Task brief: Can you set out the lines as a numbered list, starting at the line that contains "entry: ceiling fan light fixture" and ending at the line that contains "Trace every instance of the ceiling fan", with both ends included and any blank lines left out?

(Annotation records)
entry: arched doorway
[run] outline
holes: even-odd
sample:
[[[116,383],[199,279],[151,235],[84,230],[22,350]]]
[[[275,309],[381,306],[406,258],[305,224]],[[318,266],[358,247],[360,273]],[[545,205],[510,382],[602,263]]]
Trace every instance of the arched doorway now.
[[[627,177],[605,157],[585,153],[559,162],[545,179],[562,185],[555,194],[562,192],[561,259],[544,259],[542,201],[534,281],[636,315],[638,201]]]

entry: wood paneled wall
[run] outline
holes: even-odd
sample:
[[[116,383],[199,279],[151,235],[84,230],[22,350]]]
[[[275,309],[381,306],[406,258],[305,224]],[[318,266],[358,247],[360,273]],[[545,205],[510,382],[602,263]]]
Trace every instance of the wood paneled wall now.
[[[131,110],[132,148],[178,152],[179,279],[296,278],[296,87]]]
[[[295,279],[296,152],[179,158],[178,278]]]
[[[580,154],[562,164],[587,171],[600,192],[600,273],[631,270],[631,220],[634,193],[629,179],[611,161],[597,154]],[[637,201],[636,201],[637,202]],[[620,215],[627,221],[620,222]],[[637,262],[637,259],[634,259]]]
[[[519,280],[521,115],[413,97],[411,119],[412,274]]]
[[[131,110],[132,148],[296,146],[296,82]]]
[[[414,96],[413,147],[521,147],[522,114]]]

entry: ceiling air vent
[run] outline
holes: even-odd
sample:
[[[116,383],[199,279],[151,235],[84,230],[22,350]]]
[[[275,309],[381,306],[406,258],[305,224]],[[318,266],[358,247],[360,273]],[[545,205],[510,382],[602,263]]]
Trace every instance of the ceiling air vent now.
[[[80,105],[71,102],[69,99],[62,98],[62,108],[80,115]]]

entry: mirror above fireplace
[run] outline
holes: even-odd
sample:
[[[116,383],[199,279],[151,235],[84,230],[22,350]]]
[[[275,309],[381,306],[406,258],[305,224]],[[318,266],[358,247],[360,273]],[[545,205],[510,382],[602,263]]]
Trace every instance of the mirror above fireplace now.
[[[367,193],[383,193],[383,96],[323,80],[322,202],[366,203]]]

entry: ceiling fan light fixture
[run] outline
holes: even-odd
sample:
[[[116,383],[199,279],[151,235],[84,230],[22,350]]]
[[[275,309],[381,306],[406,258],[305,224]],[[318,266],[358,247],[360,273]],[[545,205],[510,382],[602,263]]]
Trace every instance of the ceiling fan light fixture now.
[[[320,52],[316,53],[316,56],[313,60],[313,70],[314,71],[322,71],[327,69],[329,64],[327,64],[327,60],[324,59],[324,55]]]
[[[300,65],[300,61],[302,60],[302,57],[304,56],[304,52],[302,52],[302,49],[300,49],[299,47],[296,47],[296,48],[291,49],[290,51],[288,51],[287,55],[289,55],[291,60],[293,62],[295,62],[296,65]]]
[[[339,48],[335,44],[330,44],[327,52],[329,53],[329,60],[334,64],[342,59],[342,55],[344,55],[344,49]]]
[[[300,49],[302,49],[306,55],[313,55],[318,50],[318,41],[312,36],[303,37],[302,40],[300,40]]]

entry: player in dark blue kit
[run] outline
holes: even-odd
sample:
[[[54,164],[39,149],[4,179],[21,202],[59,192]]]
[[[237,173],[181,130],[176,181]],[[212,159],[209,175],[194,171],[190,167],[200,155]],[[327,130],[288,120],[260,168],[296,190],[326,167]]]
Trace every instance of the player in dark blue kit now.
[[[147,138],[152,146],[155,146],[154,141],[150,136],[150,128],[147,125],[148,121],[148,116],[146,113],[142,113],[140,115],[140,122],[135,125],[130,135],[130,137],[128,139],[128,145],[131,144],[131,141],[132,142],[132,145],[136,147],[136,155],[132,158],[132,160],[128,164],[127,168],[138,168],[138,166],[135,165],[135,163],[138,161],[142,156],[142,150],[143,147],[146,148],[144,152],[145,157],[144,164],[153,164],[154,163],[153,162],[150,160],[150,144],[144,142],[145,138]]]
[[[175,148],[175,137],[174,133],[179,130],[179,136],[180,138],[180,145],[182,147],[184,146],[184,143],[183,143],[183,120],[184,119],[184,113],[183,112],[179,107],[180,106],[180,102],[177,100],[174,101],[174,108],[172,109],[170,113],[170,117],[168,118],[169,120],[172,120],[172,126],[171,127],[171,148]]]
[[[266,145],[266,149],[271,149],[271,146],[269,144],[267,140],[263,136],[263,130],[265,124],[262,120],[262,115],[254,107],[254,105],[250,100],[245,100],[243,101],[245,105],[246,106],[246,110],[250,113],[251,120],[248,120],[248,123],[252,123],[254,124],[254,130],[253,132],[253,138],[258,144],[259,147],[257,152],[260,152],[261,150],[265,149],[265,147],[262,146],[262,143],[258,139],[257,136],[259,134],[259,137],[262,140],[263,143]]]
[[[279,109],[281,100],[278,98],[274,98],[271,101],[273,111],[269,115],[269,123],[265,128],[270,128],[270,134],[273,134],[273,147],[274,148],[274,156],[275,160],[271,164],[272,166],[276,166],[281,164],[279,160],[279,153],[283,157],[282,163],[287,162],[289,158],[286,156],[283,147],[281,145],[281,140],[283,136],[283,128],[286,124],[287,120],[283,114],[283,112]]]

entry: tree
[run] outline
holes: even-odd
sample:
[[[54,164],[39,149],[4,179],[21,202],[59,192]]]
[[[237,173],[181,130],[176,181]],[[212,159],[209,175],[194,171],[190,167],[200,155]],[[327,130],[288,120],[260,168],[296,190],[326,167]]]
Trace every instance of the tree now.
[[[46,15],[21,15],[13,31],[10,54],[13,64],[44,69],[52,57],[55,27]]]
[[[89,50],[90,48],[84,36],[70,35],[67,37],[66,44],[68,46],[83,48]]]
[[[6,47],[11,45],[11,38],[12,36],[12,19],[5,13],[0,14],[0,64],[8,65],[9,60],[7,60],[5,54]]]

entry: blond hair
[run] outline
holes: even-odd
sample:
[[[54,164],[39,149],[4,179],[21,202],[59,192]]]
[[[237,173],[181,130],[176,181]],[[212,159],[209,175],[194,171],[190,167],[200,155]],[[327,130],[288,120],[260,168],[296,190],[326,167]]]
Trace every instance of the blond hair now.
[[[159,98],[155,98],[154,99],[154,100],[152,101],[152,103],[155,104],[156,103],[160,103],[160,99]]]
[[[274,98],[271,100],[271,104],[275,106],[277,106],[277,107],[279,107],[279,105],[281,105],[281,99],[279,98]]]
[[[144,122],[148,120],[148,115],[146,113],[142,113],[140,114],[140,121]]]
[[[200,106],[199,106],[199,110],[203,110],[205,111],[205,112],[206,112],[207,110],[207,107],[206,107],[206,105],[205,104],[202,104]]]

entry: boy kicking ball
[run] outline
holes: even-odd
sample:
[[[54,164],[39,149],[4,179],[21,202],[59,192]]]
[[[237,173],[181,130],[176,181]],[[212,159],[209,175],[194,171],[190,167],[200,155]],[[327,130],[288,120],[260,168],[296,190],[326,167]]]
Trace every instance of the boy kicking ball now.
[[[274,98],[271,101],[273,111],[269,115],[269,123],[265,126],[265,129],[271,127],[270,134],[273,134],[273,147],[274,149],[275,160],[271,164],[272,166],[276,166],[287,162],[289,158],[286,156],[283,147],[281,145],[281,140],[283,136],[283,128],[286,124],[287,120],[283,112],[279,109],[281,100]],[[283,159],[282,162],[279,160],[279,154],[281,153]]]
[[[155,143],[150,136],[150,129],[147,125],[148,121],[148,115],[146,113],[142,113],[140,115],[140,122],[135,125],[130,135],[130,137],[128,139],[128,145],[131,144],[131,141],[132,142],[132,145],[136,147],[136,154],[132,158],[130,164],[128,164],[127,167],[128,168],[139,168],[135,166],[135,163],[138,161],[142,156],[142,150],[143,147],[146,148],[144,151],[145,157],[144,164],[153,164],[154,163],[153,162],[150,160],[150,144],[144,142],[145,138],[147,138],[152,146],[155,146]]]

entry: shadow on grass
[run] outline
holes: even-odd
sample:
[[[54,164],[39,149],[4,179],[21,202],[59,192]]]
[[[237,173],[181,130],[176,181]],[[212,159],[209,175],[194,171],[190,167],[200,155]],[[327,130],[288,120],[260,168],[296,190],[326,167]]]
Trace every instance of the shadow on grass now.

The answer:
1. entry: ceiling fan light fixture
2. [run] outline
3. holes: even-odd
4. sample:
5. [[[116,383],[199,279],[151,235],[84,230],[22,350]]]
6. [[[275,309],[381,306],[406,258],[305,224]],[[318,266],[358,247],[360,273]],[[545,205],[510,382],[602,263]]]
7. Trace every instance of the ceiling fan light fixture now.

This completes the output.